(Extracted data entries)
— BEGIN —

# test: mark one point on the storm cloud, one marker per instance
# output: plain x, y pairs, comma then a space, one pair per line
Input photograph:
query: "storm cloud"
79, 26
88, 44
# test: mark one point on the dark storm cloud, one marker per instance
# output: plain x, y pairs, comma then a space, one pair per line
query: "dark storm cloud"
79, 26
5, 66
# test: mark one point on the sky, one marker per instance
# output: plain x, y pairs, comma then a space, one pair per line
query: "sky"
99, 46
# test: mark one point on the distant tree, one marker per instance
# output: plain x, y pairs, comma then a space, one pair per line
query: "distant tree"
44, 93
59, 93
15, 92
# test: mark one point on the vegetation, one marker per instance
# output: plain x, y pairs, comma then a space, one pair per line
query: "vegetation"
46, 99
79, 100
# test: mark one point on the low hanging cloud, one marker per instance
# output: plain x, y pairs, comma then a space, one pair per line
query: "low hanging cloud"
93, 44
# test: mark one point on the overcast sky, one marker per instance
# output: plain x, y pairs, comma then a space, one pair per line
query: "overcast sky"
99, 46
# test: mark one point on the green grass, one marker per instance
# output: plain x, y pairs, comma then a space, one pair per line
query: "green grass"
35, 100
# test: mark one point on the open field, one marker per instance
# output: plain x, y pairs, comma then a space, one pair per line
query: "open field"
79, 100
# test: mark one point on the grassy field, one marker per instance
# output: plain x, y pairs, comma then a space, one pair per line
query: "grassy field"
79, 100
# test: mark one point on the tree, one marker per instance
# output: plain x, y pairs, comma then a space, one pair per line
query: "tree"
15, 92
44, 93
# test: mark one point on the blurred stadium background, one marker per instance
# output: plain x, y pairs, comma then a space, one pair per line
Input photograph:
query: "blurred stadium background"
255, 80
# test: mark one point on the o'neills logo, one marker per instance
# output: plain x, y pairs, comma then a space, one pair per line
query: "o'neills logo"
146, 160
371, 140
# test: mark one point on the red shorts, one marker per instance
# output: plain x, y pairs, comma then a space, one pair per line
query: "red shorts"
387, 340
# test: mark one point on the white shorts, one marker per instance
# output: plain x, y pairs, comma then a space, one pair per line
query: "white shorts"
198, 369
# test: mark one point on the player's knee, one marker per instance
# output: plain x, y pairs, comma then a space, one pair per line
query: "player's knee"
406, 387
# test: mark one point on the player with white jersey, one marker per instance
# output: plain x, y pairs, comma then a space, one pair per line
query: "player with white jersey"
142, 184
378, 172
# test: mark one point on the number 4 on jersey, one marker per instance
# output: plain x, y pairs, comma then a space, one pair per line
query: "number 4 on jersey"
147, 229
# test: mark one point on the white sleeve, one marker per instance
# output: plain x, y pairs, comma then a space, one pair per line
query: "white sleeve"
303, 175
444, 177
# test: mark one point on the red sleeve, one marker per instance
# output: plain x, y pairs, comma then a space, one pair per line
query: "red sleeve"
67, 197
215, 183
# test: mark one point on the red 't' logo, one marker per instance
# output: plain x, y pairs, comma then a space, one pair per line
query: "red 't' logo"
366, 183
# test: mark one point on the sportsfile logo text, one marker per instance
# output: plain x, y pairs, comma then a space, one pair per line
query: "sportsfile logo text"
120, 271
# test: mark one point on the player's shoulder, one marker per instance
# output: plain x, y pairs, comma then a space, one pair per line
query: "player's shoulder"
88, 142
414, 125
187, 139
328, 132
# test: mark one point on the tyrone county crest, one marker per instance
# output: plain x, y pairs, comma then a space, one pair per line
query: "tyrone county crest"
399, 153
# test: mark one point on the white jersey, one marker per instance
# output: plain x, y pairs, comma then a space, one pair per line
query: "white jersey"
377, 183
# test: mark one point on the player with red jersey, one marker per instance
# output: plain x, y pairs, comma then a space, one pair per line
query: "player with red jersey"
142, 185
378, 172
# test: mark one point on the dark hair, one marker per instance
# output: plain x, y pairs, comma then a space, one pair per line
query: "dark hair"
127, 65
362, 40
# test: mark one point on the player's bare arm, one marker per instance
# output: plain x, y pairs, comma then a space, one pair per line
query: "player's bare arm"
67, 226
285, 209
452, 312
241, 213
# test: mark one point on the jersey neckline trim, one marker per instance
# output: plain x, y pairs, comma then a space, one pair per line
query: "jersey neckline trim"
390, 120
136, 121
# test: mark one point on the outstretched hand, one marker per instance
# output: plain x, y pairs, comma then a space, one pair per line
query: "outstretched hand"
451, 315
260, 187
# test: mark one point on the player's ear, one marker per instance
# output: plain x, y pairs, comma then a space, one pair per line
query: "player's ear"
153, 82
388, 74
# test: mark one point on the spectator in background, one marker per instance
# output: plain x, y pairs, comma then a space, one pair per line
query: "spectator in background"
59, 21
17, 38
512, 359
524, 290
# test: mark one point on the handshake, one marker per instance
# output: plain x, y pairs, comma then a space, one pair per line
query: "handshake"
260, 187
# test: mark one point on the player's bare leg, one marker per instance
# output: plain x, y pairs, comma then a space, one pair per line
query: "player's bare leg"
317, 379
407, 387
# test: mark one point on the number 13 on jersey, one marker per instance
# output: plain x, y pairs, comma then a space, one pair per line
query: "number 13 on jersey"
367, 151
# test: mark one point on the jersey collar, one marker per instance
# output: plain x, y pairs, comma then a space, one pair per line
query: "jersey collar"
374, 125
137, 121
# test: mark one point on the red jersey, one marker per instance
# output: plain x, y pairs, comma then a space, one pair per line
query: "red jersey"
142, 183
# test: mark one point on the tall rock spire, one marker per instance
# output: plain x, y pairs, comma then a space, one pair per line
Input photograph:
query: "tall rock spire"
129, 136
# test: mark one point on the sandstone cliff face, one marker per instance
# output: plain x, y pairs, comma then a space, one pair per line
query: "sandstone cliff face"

— END —

• _STATED PROBLEM_
Render the material as a JSON list of strings with one string per line, leaving out blank lines. Begin at the line containing "# test: mark one point on the red jersey, one" and continue through the end of the material.

• _TASK RESPONSE_
[
  "# test: mark one point on the red jersey, one marker per instance",
  "# output: plain x, y pairs, comma then a space, one pair per line",
  "query: \"red jersey\"",
  "142, 183",
  "# test: mark one point on the tall rock spire, one marker per instance",
  "# output: plain x, y pairs, comma then a space, one pair per line",
  "Input photograph:",
  "query: \"tall rock spire\"",
  "129, 136",
  "# test: mark one point on the sandstone cliff face, one marker per instance",
  "# output: plain x, y pairs, comma then a space, one pair per line",
  "query: \"sandstone cliff face\""
]